▸ **TASK INSTRUCTIONS**
All the data below should be printed again without a single difference.

▸ **EXERCISE INPUTS**
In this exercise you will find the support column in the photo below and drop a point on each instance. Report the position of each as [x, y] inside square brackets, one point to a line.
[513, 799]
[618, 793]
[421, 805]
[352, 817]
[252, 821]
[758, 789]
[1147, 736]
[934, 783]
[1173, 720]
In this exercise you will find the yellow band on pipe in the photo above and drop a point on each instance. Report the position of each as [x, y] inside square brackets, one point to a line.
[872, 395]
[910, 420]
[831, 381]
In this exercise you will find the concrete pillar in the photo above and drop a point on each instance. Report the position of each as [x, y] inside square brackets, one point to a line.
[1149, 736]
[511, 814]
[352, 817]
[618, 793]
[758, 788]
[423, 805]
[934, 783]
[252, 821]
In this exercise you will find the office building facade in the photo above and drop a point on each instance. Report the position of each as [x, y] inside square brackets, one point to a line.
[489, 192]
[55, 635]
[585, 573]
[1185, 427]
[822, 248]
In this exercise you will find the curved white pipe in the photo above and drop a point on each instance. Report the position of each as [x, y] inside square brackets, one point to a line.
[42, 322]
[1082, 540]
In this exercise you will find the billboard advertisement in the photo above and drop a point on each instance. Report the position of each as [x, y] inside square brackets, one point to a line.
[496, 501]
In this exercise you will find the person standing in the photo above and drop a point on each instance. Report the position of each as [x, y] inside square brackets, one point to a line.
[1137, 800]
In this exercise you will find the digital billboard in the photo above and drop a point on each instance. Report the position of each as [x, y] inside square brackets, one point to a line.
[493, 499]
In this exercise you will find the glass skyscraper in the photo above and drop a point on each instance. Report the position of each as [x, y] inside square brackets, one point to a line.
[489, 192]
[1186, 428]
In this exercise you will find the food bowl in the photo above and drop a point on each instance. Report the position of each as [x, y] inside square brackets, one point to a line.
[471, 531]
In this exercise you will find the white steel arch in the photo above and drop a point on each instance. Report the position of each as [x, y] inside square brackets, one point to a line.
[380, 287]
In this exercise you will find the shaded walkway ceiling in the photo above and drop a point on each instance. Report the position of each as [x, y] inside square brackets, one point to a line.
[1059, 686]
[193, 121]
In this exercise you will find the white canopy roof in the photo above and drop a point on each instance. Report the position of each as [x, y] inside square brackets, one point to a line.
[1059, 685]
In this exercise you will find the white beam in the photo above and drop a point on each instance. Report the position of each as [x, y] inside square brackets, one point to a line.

▸ **EXERCISE RESPONSE**
In this exercise you will find the support column in the photo below and drop a point on each instance. Report the position of each as [x, y] inside square brackets, one point to a line.
[513, 799]
[618, 793]
[421, 805]
[352, 817]
[252, 821]
[758, 789]
[1147, 736]
[934, 783]
[1173, 720]
In this exercise you will find the yellow band on pipe in the photo above and drop a point on each instance. Report the position of each as [x, y] inside square brackets, one point to a line.
[872, 395]
[910, 420]
[831, 381]
In this exercise you will find the concrete pillar in the photo above and drop a point on each instance. Report the position of each as [x, y] inside square brackets, one point to a line.
[1149, 736]
[511, 814]
[352, 817]
[618, 793]
[758, 788]
[423, 805]
[934, 783]
[252, 821]
In this exercise you will find the office building facade in the photo above and drop a point on each instance. Report the position of each as [x, y] inside square brackets, one point to a line.
[489, 192]
[55, 635]
[585, 573]
[1185, 427]
[822, 248]
In this exercise you will find the curved white pipe in the photo above and drop a point on each instance. Report the position of each as [x, y] inside square brackets, one point to a line.
[42, 322]
[1082, 540]
In this exercise you will find the billboard advertisement in the photo above and drop a point on each instance. Report the position of each as [x, y] inside square brackets, one point to a line.
[496, 501]
In this exercise you will find the person standing in the photo above and drop a point on each instance. Report the position of each as [x, y] inside square brackets, one point to a line.
[1137, 800]
In this exercise you will find the digital billboard in the photo above and drop a point on each instance. Report the position of each as [x, y] inside square brackets, one point to a line.
[493, 499]
In this exercise you will find the glass skyscraper in the photo above and drop a point on each instance. Report the position of each as [x, y] inside square brackets, one point to a line.
[489, 192]
[1186, 428]
In this exercise you will find the food bowl in the photo above and drop a point on each instance. Report the position of each as [x, y] inside square brackets, one point to a line.
[471, 531]
In this exercise you will find the white steel arch in the photo above and drop a point on each instance. Report the position of each as [x, y] inside square brackets, one point to a line.
[380, 287]
In this exercise you will find the shaded walkway ceiling in the photo above and drop a point on each instance. Report the position of each as [x, y] inside square brackets, one point to a line.
[1059, 686]
[193, 121]
In this exercise you will find the white canopy roof in the photo above and drop a point on each instance. Report the position of each as [x, y] inside square brackets, one point to a line.
[1059, 685]
In this exercise you will find the white beam in the photo above and drop a point on each instance. Report the position of each as [x, y] inside square brackets, one point to a line.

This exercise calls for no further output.